--- Begin Selected text ---

Low-level Hardware Attacks: No Longer an Emerging Threat
As organizations have improved their cybersecurity posture, motivated attackers compensate by looking for other attack vectors to continue to achieve their objectives. Efforts to improve system and device security have produced a greater availability and reliance on hardware security features, and as component and device designers continue to innovate with new security features, attackers continue to innovate and share new tools and attack techniques. Increasingly, this means that to provide solid security posture for a component, device, or system, a full-stack perspective on security is mandatory.
More effort from developers is required to understand and increase resistance to low-level hardware attacks, including:
- Manufacturers of typical microchips and embedded devices that require features such as secure boot and resistance to firmware extraction
- Manufacturers of specialty microchips and integrated circuits (ICs) with security features such as secure elements, secure enclaves, encrypted read only memory (ROMs), hardware root of trust, etc.
- Product manufacturers who depend on microchips with key security features as a core control of their overall product or ecosystem security model
Defending against low-level hardware attacks is critical for most every organization today, but the topic remains largely inaccessible to the key stakeholders who can act to improve security posture to better resist and defend against these attacks. To support improved security posture on these critical components, IOActive is making new materials available to the community to aid in understanding the attack vectors and threats.
IOActive is very pleased to announce the release of our eGuide titled “The State of Silicon Chip Hacking,” which is intended to make the very opaque topic of low-level attacks on microchips and ICs more accessible to security team members, business leaders, semiconductor engineers, and even laypersons.
Furthermore, in the coming months, we will publish some original cybersecurity research related to low-level attacks on specialized memory in microchips and integrated circuits (ICs), and formerly proprietary intelligence (PROPINT) about the capabilities of malicious threat actors targeting microchips and ICs.

--- End Selected text ---

* _Work instructions_:
1. List the audiences that the eGuide announced in the article on low-level hardware attacks is meant to reach.
2. Write a continuation of the article on low-level hardware attacks, picking up after its final paragraph.

--- Begin Supplied entries ---

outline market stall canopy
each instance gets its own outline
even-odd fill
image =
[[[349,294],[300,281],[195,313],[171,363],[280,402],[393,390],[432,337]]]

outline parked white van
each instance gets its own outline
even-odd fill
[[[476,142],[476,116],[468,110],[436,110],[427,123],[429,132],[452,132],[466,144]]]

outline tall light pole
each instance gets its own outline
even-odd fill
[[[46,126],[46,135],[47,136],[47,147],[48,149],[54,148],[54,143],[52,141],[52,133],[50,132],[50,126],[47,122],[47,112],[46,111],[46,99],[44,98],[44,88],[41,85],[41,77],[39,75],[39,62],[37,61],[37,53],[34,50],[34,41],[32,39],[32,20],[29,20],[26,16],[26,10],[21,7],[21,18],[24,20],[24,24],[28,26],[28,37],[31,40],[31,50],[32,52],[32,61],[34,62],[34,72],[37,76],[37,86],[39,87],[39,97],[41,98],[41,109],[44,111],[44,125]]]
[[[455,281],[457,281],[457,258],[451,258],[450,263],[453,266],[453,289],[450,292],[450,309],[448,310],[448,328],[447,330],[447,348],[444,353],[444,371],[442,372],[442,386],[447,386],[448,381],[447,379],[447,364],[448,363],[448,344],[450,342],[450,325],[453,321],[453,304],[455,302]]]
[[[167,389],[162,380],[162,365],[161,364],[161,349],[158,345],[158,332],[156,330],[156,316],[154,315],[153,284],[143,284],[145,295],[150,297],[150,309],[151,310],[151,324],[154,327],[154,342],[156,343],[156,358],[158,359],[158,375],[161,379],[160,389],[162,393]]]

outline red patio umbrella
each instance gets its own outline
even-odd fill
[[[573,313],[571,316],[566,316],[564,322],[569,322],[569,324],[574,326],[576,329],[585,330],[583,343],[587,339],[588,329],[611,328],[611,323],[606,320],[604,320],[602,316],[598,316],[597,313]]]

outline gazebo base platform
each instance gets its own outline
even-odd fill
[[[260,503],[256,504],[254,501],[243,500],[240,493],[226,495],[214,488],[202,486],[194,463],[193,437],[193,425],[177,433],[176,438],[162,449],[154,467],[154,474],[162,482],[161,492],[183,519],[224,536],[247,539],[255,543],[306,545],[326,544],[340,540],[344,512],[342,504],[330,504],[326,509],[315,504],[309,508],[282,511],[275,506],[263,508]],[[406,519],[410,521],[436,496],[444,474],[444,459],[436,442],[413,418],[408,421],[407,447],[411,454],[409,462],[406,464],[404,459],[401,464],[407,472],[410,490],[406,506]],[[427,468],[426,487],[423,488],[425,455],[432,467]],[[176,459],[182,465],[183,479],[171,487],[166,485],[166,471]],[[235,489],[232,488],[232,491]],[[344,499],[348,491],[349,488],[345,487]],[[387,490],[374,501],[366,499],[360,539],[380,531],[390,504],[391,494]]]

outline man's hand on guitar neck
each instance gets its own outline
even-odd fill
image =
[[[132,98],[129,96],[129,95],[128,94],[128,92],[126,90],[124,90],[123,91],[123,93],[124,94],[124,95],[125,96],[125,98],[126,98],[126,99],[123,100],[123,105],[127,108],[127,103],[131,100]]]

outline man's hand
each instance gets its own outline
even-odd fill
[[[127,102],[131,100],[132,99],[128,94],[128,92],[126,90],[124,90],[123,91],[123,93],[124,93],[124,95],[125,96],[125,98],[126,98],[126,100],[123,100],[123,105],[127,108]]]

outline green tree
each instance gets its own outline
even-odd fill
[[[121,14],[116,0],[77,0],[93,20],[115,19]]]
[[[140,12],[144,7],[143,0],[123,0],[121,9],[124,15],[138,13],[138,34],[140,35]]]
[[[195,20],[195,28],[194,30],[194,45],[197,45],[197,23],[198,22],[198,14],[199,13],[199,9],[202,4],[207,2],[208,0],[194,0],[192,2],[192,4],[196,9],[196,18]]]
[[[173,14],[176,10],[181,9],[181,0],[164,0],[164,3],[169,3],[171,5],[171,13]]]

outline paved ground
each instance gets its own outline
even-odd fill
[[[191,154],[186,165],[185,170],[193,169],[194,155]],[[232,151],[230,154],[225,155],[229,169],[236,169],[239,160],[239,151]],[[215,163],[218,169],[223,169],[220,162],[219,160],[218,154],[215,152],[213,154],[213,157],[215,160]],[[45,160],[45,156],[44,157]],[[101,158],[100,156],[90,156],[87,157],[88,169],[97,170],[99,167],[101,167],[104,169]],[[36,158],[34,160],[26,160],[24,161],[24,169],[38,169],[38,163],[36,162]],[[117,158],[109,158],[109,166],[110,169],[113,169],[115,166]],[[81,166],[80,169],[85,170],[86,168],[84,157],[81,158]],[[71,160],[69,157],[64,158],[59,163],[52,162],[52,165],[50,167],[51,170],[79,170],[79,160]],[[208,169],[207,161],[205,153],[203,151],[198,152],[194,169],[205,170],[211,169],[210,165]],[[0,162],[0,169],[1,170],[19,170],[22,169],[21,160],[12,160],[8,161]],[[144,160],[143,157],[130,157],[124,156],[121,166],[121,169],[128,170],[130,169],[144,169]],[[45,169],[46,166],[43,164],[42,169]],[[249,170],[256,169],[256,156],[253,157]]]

--- End Supplied entries ---

* _Expected responses_:
1.
- Security team members
- Business leaders
- Semiconductor engineers
- Laypersons

2.
BACKGROUND
Evolving Security Posture and Attack Vectors
Within the last decade, low-level hardware attacks at the microchip and IC level have become more appealing to attackers as many organizations have become much better at the fundamentals of cybersecurity that include cyber hygiene, vulnerability management, secure development,[1][2][3] and the many other components in a modern cybersecurity program or framework such as NIST’s CSF. As organizations became more mature in their cybersecurity capabilities, including sophisticated response and threat hunting capabilities offered for their traditional information technology (IT) and operational technology (OT) environments either by an internal security operation center (SOC) or a trusted third-party service provider, threat actors have shifted their focus to other areas of opportunity where less defensive effort had been expended to date, such as supply chain[4][5] and hardware attack vectors.
A recent example of this is the high-impact supply chain attack by Salt Typhoon, a People’s Republic of China (PRC) Ministry of State Security (MSS) affiliated threat actor. This attacker compromised the major U.S. mobile network operators to enable espionage and counterintelligence operations, hyper-targeted cyber operations against high value targets, and the circumvention of the ridiculously weak short message system (SMS) multi-factor authentication (MFA) implementations used far too frequently today.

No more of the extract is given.